** Exercise **
Copy the records, starting at their beginning and ending at the line containing "x=343 y=297", with "pointer" changed to "marker" and everything else left as it is. Omit the pictures from your copy.

(Dataset records on object locations)

BEGIN

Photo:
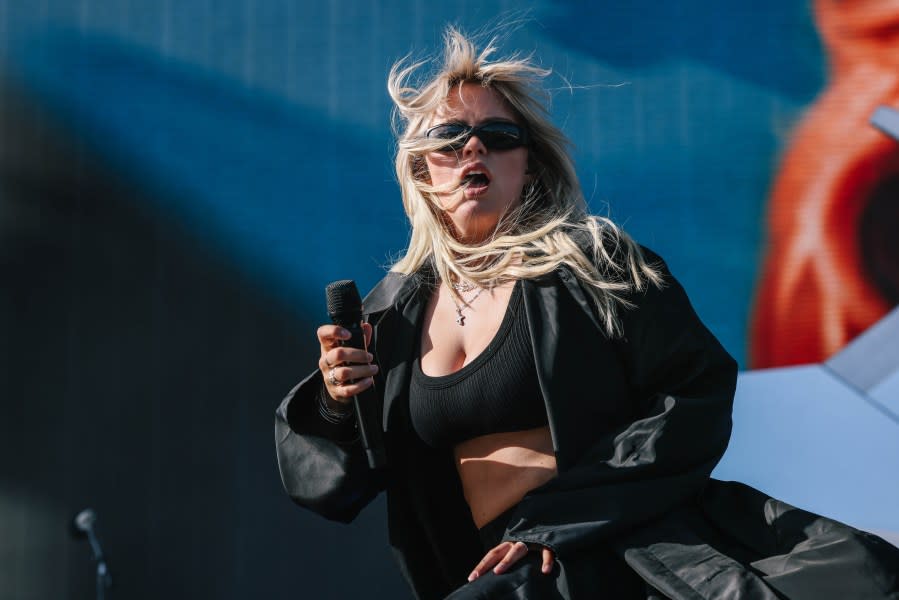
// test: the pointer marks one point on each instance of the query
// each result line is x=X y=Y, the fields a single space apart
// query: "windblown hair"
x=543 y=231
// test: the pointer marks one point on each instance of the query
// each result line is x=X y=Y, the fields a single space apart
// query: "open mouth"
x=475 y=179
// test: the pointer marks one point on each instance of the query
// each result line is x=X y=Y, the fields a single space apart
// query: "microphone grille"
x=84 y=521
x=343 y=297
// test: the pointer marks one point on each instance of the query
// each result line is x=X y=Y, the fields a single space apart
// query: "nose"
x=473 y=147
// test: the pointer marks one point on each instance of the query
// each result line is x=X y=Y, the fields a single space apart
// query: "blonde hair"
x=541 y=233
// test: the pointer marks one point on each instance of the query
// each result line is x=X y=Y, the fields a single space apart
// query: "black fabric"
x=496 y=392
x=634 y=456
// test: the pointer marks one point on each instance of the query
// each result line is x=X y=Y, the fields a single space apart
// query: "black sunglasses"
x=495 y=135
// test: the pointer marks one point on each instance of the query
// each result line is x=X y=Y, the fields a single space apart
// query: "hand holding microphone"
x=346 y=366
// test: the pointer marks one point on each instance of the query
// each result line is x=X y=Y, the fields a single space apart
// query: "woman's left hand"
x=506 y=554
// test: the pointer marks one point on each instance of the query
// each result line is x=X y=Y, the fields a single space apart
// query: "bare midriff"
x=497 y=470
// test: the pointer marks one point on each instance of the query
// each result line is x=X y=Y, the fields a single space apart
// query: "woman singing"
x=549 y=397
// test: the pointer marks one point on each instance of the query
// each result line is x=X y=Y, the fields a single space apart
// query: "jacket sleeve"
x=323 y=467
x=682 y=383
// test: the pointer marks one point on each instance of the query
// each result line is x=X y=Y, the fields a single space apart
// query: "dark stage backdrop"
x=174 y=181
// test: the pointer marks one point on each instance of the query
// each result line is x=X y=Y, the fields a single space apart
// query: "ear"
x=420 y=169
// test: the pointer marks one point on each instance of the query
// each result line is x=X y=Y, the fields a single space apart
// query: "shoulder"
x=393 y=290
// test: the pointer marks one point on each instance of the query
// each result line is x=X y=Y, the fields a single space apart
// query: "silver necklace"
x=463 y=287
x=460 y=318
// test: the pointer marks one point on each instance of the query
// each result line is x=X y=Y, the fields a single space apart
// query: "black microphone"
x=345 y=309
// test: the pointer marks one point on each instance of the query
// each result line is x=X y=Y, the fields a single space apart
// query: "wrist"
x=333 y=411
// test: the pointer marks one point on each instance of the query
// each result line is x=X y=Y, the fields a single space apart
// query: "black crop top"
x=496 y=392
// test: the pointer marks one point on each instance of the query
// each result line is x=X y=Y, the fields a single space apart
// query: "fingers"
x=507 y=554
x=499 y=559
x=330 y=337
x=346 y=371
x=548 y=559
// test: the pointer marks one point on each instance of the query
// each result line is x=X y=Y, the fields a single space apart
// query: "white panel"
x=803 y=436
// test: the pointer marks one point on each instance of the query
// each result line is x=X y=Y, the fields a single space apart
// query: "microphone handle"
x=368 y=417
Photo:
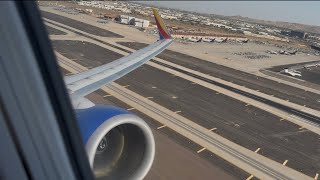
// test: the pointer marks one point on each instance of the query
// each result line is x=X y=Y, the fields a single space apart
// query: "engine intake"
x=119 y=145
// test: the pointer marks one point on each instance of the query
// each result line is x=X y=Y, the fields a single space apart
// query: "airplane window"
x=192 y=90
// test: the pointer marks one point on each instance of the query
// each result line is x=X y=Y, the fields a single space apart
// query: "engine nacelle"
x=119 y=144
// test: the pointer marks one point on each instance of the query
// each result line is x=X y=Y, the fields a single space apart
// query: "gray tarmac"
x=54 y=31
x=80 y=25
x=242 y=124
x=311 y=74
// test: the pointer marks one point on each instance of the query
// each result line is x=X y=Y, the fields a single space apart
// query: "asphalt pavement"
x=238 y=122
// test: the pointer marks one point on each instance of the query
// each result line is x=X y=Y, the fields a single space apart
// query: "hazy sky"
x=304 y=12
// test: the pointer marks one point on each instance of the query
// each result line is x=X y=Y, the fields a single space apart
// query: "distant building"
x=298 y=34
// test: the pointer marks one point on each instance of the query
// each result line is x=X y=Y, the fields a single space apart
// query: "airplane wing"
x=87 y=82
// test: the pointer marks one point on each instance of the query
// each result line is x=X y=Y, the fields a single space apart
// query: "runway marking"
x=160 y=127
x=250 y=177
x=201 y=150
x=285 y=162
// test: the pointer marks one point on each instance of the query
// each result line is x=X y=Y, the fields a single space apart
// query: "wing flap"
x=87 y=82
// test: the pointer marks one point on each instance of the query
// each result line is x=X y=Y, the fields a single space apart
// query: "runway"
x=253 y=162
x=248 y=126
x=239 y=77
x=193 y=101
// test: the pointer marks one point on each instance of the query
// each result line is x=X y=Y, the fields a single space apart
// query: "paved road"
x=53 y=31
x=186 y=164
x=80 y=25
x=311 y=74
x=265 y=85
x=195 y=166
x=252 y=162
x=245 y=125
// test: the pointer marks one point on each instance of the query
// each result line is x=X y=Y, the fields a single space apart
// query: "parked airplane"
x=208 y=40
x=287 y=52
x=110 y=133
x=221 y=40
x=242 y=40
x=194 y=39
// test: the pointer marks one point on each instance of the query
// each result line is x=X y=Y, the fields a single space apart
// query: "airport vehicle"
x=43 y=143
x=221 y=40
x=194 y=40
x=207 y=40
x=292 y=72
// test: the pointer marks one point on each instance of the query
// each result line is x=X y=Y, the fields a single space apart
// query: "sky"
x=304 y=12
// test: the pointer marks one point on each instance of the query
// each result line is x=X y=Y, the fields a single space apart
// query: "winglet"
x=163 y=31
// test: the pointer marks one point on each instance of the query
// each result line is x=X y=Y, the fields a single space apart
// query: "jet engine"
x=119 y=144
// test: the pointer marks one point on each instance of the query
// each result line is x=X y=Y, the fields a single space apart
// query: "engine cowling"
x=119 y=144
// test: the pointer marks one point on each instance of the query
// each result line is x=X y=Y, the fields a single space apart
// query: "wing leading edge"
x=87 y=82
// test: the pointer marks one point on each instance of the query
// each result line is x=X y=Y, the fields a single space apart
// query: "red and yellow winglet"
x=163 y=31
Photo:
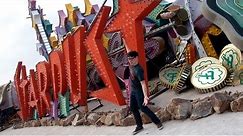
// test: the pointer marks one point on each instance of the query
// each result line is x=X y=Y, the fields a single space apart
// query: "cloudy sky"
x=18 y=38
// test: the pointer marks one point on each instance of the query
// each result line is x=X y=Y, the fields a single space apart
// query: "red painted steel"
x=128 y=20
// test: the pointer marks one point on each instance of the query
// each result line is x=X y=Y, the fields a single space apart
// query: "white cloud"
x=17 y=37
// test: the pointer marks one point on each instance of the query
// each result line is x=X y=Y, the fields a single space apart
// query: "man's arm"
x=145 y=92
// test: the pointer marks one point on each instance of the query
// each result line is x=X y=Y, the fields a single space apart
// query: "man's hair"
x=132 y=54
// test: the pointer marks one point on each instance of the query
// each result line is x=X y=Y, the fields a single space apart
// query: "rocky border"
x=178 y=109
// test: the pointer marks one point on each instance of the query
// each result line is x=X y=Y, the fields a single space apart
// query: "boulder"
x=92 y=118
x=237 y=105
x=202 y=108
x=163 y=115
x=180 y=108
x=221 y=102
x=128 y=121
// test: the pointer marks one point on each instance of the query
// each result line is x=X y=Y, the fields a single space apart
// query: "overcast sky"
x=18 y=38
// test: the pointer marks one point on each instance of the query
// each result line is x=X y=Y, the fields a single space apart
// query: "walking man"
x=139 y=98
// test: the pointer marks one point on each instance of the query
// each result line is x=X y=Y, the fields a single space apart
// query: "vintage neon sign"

END

** Solution to this problem **
Photo:
// test: the marker marks one point on each instance of the query
// each result line is x=X y=Y, the fields a single space apart
// query: "windblown hair"
x=543 y=231
// test: the marker marks one point on each instance of the query
// each result line is x=X y=Y, the fields a single space apart
// query: "open mouth"
x=475 y=179
// test: the marker marks one point on each instance of the query
// each result line is x=X y=Y, the fields a single space apart
// query: "microphone grille"
x=84 y=521
x=343 y=297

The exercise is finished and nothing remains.